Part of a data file
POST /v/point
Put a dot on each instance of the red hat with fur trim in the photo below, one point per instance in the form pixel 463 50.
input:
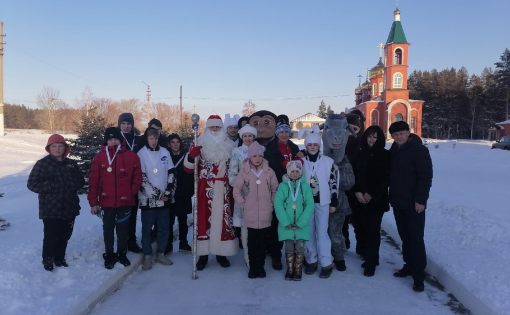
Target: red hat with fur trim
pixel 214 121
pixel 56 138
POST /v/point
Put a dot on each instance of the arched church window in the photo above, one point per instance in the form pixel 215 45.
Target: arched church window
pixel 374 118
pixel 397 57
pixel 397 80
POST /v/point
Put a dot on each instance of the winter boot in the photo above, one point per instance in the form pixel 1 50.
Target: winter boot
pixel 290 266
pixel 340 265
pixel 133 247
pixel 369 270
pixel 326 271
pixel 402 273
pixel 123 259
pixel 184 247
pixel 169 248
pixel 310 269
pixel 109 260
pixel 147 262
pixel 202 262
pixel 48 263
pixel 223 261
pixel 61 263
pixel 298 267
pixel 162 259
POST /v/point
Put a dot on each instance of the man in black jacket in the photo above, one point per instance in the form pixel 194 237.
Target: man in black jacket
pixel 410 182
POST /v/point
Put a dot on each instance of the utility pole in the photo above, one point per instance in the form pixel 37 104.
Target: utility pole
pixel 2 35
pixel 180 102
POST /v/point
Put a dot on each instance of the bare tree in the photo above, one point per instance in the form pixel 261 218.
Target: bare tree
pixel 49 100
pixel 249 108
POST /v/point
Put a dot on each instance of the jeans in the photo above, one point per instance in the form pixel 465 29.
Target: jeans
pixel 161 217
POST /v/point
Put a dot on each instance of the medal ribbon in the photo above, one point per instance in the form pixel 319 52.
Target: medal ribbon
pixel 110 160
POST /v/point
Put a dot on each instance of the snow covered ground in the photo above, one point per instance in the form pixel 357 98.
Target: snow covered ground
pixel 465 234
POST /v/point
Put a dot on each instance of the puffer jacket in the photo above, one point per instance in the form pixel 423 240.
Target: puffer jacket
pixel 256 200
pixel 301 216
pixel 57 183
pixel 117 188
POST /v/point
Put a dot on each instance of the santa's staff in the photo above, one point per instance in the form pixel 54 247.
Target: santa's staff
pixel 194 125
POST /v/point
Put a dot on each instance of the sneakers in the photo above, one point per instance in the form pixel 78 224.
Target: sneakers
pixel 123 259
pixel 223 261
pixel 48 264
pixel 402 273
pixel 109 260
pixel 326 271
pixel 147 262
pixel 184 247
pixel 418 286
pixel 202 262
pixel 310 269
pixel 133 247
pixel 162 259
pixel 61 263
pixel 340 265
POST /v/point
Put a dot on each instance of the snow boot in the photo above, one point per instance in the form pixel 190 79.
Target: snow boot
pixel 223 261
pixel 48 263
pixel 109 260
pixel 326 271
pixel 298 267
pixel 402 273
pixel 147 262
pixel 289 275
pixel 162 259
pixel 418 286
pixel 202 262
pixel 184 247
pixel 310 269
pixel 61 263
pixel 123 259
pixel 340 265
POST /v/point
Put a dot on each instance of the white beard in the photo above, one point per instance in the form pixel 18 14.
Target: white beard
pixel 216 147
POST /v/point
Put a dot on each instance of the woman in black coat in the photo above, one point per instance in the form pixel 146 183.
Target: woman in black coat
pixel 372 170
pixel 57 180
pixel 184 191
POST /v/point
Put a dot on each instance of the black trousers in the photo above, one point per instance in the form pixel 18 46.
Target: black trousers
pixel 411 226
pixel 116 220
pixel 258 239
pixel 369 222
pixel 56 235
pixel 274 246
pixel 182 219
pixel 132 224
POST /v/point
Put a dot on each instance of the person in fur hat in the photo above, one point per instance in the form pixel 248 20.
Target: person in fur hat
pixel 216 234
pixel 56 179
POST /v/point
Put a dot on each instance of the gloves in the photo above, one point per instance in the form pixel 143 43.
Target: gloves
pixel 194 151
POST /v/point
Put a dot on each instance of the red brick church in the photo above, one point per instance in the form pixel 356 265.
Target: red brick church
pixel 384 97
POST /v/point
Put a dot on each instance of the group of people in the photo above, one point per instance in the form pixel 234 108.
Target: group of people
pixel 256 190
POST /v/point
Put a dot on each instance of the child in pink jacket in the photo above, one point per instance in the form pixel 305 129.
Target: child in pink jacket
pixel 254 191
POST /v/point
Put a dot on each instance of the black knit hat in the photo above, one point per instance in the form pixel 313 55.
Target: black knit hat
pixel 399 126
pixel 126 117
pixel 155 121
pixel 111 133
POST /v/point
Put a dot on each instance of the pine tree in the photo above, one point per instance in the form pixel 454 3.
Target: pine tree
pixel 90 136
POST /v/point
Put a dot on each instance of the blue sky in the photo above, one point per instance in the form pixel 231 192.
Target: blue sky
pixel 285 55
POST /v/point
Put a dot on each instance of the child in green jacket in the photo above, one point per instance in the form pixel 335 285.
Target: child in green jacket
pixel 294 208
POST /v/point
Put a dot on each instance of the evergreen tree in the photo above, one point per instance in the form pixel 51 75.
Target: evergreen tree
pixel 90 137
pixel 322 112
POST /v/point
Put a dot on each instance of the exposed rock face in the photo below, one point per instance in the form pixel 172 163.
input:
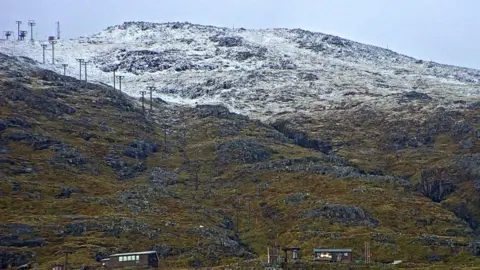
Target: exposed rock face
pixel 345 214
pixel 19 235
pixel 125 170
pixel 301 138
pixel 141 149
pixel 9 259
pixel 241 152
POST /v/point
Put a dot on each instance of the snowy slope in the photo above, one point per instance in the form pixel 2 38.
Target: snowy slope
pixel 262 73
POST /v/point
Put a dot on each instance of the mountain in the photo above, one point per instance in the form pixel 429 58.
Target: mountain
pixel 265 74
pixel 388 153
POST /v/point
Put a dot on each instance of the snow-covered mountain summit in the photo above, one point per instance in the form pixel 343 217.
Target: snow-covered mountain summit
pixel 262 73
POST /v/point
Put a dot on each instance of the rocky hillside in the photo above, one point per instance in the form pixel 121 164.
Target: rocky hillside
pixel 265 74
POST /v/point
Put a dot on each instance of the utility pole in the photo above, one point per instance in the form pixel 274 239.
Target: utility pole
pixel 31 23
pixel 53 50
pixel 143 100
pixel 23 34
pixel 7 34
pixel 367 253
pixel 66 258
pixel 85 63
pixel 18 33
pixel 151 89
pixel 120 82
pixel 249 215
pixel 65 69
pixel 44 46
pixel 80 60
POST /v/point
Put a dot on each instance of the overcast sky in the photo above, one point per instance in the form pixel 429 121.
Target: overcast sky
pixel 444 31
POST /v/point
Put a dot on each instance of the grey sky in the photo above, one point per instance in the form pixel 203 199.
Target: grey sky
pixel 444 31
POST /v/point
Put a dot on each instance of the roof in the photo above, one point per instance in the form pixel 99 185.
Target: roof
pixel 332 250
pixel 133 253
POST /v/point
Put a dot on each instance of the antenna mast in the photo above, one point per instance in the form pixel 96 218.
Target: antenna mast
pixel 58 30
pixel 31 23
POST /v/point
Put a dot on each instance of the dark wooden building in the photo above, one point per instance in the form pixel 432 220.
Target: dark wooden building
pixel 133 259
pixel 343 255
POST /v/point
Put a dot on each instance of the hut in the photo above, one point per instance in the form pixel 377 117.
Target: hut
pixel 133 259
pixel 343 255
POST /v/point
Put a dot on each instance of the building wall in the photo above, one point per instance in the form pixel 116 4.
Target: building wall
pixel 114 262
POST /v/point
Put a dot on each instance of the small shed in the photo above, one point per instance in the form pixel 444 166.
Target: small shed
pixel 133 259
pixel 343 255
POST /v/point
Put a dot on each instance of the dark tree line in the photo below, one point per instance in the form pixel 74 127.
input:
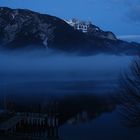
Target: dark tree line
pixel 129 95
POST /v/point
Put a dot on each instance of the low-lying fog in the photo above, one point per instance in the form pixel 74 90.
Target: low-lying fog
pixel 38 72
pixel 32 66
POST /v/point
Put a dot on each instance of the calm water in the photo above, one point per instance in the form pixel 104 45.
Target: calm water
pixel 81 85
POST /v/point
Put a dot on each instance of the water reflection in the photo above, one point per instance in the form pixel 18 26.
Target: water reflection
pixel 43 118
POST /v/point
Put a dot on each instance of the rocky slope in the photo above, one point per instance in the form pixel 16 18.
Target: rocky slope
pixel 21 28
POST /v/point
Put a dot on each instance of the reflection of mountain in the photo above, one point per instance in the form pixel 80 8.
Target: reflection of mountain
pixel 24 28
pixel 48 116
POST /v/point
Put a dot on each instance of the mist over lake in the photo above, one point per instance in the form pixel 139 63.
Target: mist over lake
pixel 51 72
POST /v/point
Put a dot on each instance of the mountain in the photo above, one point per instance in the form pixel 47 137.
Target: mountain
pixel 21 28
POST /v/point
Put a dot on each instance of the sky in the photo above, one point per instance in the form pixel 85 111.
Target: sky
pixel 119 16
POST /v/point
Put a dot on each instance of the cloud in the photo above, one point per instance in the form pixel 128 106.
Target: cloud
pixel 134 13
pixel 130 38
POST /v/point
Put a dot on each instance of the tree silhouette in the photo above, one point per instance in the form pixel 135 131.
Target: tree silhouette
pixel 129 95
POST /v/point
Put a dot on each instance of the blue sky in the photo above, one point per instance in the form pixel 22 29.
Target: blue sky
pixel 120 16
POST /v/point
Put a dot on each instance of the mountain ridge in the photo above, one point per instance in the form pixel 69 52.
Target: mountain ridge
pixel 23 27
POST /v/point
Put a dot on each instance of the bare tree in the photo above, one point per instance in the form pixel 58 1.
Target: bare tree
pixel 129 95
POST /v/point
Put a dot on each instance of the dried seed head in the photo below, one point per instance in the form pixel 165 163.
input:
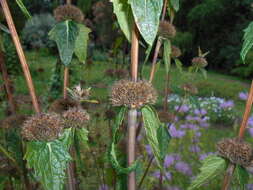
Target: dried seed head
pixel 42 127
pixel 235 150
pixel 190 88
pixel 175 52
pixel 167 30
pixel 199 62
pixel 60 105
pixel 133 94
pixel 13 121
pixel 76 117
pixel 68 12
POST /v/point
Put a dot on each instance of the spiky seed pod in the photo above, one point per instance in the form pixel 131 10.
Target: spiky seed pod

§ **THE PROBLEM**:
Return every line of the entries above that contains the string "medal".

§ **RESULT OF THE EXERCISE**:
Put a dot on each instance of the medal ribbon in the photo above, one point per instance in the form pixel 319 52.
Target: medal ribbon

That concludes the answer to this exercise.